- _Task directions_
Find every line in the records below that contains the string "face", and copy each of those lines in full. Case counts when matching.

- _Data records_
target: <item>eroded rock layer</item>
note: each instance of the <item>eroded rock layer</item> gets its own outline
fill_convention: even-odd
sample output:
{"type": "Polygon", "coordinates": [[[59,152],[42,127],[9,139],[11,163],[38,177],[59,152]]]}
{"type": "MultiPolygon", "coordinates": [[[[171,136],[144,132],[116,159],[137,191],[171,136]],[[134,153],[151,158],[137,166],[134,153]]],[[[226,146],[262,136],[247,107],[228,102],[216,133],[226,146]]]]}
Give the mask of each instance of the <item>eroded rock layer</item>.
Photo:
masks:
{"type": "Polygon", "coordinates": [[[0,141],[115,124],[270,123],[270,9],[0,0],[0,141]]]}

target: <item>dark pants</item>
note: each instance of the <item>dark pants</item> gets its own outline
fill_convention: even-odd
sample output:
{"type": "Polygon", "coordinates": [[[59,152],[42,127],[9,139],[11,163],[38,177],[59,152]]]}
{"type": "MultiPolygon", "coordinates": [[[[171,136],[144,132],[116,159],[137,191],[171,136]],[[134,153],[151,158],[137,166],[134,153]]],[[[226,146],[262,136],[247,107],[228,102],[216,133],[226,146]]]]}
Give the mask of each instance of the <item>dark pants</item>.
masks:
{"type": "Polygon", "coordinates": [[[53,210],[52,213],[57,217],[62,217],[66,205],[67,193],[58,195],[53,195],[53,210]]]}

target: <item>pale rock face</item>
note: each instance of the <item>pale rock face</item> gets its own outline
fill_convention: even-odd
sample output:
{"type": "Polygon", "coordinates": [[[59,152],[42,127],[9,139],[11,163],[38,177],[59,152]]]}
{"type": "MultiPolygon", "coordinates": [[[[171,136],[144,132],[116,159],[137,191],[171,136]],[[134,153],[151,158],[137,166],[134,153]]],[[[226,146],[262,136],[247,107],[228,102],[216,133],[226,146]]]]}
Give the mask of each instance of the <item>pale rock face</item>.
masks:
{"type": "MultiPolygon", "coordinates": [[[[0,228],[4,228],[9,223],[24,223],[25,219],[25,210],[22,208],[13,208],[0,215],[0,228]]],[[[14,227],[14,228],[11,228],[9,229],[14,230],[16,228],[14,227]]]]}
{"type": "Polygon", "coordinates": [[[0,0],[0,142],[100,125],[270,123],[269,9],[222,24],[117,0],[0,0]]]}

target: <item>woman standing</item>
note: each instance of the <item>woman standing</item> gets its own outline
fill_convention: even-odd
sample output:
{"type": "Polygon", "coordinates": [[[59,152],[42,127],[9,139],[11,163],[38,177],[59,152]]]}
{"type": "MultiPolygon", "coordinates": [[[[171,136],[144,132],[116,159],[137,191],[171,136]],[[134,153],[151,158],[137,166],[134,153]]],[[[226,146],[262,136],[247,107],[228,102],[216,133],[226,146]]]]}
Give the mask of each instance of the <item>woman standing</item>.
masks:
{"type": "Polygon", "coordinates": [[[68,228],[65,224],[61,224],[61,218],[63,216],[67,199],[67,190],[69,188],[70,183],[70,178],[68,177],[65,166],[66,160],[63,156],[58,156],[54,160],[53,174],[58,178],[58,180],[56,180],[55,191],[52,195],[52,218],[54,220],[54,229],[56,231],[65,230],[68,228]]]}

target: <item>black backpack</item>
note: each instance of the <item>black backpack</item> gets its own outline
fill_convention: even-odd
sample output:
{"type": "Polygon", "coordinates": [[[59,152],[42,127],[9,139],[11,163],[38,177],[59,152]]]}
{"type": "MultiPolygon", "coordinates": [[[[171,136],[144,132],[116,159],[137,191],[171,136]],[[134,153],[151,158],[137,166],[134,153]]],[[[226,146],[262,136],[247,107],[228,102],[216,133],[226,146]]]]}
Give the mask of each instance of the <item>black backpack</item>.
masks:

--

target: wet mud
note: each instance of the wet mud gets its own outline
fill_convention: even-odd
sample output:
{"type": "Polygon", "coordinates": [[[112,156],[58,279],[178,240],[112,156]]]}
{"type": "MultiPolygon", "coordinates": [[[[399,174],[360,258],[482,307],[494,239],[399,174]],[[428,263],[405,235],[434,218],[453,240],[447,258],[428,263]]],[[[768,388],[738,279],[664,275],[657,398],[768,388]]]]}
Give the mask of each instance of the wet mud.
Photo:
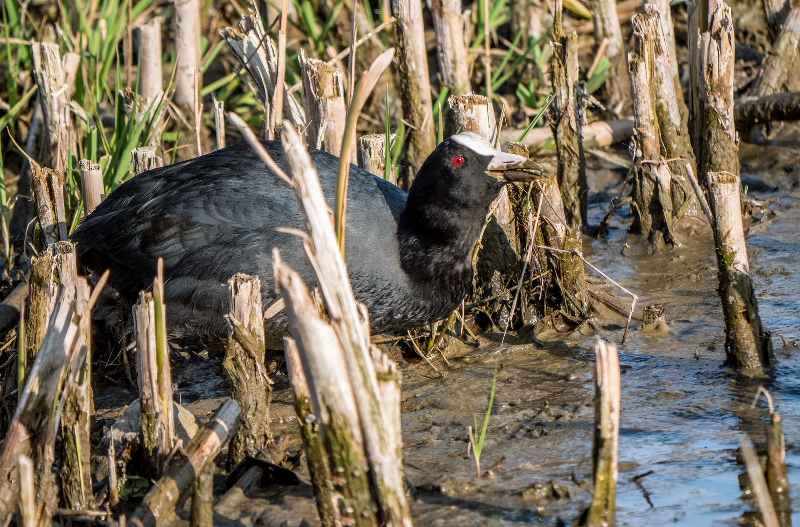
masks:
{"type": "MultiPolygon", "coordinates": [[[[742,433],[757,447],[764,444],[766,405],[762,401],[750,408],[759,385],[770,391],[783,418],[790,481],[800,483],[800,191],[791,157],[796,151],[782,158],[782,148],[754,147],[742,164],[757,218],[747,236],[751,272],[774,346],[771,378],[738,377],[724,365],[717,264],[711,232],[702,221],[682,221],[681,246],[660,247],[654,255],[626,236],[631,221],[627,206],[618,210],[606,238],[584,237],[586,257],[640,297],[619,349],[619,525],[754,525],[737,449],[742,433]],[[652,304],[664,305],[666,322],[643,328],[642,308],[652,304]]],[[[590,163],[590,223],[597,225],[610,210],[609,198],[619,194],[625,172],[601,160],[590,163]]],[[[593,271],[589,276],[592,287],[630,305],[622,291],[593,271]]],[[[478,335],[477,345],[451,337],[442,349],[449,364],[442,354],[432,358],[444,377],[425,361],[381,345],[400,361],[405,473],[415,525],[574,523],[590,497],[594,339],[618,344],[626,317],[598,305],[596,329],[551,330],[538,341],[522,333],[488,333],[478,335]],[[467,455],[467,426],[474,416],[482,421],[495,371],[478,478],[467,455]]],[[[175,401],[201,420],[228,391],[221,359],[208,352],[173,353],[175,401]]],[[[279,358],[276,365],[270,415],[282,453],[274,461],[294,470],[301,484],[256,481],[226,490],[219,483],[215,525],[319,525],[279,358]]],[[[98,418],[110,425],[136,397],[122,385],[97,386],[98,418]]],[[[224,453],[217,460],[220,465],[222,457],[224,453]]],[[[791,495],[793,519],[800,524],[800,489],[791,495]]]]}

- _The output_
target: <item>pale rock face</item>
note: each instance of the <item>pale rock face</item> gets its own outline
Give the mask of each instance of the <item>pale rock face</item>.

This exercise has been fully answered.